- Excerpted text:
--- --- ---
Despite the impact of Covid-19, revenue fell by only 2% year-on-year from €2.5bn to €2.45bn. The company recorded growth of 14% in orders in 2020, rising to €2.08bn from €1.83bn in 2019.
Siemens says that the company experienced gains in rolling stock and signalling orders, which counteracted lower proceeds from higher-margin rail infrastructure and service businesses.
This includes a firm order from DB Cargo for 100 dual-power Vectron locomotives signed in September as part of a €1bn framework agreement for up to 400 units, and a €135m contract to equip CBTC on the Jurong Region Line (JRL) in Singapore.
As part of the Siemens Group’s Vision 2020+ long-term strategy, which aims to provide the company’s individual subsidiaries with more entrepreneurial autonomy, Siemens Mobility’s Intelligent Traffic Systems division (Siemens ITS) will be spun off at the end of the 2021 fiscal year. Siemens says the move will enable the unit to pursue more rapid expansion and actively drive market consolidation in the field of digitalisation.
Siemens has also sold coupling manufacturer Flender to investor Carlyle, with this deal expected to be completed in the first quarter of fiscal 2021.
Siemens Mobility remains optimistic about its outlook for the 2021 fiscal year, and forecasts that the Covid 19 pandemic will not have a long-lasting impact on the global economy. Siemens says it expects conditions to improve, particularly for its high-margin short-cycle businesses, in the second half of fiscal 2021.
Siemens Mobility is expected to experience mid-single-digit comparable revenue growth over the coming fiscal year, primarily by executing its large order backlog. Mobility is also predicted to experience an adjusted Ebitda margin of between 9.5% and 10.5%.
“Even in these challenging times, Siemens has a very solid financial setup,” says Mr Ralf Thomas, Siemens’ chief financial officer.
--- --- ---
- Entries provided:
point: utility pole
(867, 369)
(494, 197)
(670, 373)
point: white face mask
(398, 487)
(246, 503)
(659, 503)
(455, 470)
--- --- ---
In the Siemens Mobility financial report, what adjusted Ebitda margin is Mobility predicted to achieve?

- Written response: Between 9.5% and 10.5%.